> **What you should do**: Below are some records: retype them all exactly, but not the pictures.

····················

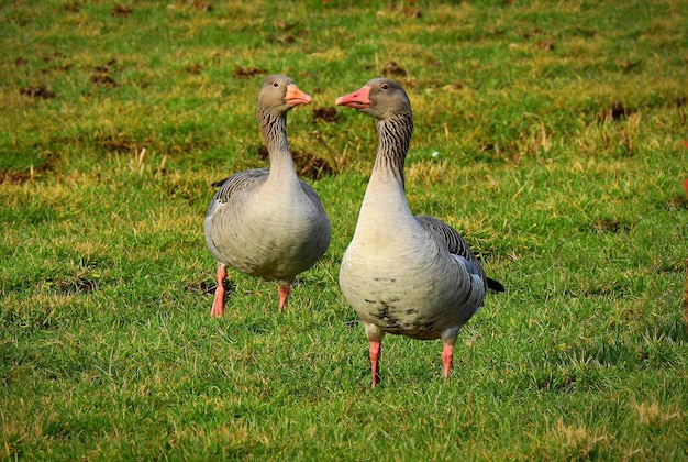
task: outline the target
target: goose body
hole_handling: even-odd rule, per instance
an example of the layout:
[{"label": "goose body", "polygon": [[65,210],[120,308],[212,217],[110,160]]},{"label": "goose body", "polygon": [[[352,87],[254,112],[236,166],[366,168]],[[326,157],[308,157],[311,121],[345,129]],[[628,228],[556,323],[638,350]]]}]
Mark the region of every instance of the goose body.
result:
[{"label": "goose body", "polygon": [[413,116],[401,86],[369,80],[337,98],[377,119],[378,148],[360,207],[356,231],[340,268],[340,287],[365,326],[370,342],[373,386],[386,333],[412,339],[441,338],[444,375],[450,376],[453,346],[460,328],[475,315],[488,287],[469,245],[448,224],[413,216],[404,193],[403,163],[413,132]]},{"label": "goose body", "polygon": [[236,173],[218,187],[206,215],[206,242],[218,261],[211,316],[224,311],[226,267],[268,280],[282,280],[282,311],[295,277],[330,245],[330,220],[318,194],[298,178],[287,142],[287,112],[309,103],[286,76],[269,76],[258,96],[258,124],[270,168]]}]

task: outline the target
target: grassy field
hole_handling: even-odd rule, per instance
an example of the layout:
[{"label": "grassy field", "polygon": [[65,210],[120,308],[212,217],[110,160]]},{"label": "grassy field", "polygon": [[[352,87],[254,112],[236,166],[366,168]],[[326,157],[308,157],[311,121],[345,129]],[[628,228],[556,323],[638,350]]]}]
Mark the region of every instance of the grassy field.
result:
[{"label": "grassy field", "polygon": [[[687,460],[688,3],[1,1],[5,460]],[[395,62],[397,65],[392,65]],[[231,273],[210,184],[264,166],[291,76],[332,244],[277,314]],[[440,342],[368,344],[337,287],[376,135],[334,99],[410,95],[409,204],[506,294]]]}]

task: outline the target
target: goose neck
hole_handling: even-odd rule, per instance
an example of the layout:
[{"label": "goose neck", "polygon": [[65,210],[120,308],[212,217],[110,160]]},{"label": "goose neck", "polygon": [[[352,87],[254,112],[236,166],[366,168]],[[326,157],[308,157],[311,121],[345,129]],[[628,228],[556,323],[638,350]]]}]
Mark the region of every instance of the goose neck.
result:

····················

> **Full solution**:
task: outline the target
target: goose body
hole_handling: even-odd rule, per instance
an example of the layout:
[{"label": "goose body", "polygon": [[65,210],[120,308],[212,217],[110,160]]},{"label": "goose body", "polygon": [[[352,87],[254,112],[236,166],[366,168]],[[326,157],[308,157],[311,121],[345,129]],[[628,228],[556,323],[638,350]]]}]
Mark the region of every instance of the goose body.
result:
[{"label": "goose body", "polygon": [[413,116],[401,86],[369,80],[337,98],[377,119],[378,148],[360,207],[356,231],[340,268],[340,287],[365,326],[370,342],[373,386],[386,333],[412,339],[441,338],[444,375],[450,376],[453,346],[460,328],[475,315],[488,287],[469,245],[448,224],[413,216],[404,193],[403,163],[413,132]]},{"label": "goose body", "polygon": [[236,173],[218,187],[206,215],[206,242],[218,261],[211,316],[224,311],[226,267],[268,280],[282,280],[282,311],[295,277],[330,245],[330,220],[318,194],[298,178],[287,142],[287,112],[309,103],[286,76],[269,76],[258,96],[258,124],[270,168]]}]

task: outline the target
target: grassy field
hole_handling: even-odd rule, per instance
an example of the layout:
[{"label": "grassy field", "polygon": [[65,210],[120,308],[212,217],[110,160]]},{"label": "grassy field", "polygon": [[[352,87],[254,112],[236,166],[366,168]],[[326,157],[308,157],[311,121],[345,129]],[[628,228],[556,323],[638,350]]]}]
Mark the region of every instance of the grassy field.
result:
[{"label": "grassy field", "polygon": [[[687,460],[688,3],[1,1],[5,460]],[[395,62],[397,65],[392,65]],[[231,273],[210,184],[264,166],[291,76],[332,244],[277,314]],[[440,342],[368,344],[337,287],[376,135],[334,99],[410,95],[409,204],[506,294]]]}]

task: outline the target
target: goose neck
hole_handling: even-odd rule, per instance
an example of the layout:
[{"label": "goose neck", "polygon": [[65,210],[120,308],[212,217],[110,160]]},{"label": "goose neck", "polygon": [[[352,87],[254,112],[236,166],[366,168]],[[326,157],[308,157],[311,121],[345,129]],[[628,228],[556,323],[638,350]]]}]
Mark the region of every instance of the goose neck.
result:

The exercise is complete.